#### Information supplied

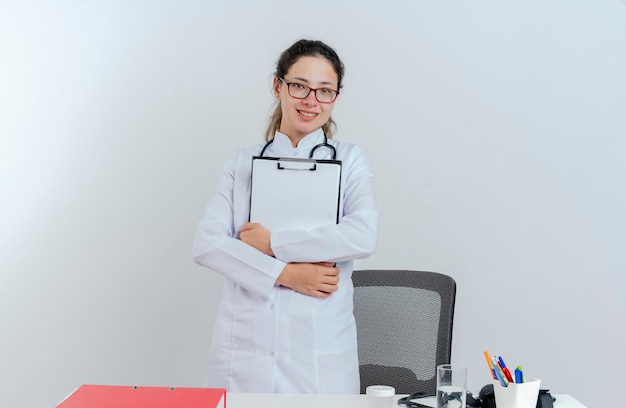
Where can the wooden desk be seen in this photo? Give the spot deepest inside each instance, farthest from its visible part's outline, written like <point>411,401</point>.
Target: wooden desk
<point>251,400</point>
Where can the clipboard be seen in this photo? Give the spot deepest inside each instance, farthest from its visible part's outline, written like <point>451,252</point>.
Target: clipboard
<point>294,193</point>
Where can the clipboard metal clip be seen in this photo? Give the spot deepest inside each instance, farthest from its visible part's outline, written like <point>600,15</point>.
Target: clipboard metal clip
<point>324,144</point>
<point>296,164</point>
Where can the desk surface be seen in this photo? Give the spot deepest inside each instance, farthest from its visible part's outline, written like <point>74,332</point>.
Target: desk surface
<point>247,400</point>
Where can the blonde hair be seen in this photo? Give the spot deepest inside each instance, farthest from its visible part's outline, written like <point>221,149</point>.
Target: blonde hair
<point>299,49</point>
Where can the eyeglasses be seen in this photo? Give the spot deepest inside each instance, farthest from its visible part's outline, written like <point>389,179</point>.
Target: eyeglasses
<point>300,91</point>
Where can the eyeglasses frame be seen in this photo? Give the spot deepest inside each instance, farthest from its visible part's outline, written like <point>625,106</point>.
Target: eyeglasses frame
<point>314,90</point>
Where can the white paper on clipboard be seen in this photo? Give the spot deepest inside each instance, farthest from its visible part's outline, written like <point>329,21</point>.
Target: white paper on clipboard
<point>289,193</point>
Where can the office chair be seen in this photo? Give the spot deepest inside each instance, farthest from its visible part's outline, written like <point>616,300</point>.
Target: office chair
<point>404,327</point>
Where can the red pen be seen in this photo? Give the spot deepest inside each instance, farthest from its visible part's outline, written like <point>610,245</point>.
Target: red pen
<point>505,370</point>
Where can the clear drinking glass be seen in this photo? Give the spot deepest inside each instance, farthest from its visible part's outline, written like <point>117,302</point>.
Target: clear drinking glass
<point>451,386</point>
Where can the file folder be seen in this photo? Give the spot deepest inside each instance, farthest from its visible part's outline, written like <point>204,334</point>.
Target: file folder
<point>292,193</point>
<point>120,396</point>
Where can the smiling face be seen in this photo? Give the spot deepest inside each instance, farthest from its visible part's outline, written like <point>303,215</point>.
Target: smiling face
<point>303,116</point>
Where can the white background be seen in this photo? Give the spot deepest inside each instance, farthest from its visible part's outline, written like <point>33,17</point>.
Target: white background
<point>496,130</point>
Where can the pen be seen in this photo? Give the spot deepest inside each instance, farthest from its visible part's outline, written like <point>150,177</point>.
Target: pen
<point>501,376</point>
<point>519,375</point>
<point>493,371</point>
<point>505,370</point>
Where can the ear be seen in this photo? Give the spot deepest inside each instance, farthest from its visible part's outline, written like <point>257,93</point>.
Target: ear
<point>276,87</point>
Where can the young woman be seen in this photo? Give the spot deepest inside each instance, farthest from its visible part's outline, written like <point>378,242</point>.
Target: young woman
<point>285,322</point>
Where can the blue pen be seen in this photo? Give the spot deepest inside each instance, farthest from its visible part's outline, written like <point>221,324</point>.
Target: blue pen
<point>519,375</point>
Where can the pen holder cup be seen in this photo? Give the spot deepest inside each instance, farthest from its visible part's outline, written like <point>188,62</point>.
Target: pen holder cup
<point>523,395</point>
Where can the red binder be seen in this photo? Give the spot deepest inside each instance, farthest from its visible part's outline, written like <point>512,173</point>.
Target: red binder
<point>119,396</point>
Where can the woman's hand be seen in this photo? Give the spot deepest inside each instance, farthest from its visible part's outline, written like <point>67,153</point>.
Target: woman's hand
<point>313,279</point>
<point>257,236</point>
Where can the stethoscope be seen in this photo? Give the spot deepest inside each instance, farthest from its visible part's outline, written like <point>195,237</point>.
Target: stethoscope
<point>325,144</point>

########

*Objective*. Convert the lines above into a JSON list of strings, one string per line with blank lines omitted, starting at the first of the lines and ending after the line that contains "<point>294,193</point>". Leave the picture out of the list.

*Full solution*.
[
  "Where can the wooden desk be seen in this photo? Give the spot deepest inside each instance, farthest from its visible part's outline, written like <point>411,401</point>.",
  "Target: wooden desk",
  "<point>251,400</point>",
  "Where can the clipboard be seen in this photo? Give the spot deepest inside each instance, farthest from its visible part's outline, written like <point>451,252</point>.",
  "Target: clipboard",
  "<point>294,193</point>"
]